Dataset rows:
------------
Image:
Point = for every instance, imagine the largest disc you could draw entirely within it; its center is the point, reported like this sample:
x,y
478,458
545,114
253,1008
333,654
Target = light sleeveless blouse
------------
Copy the material above line for line, changing nothing.

Image:
Point = for every instance, imagine the largest disc you could draw entirely within it; its center is the point, reported like this sample:
x,y
478,458
545,114
253,1008
333,654
Target = light sleeveless blouse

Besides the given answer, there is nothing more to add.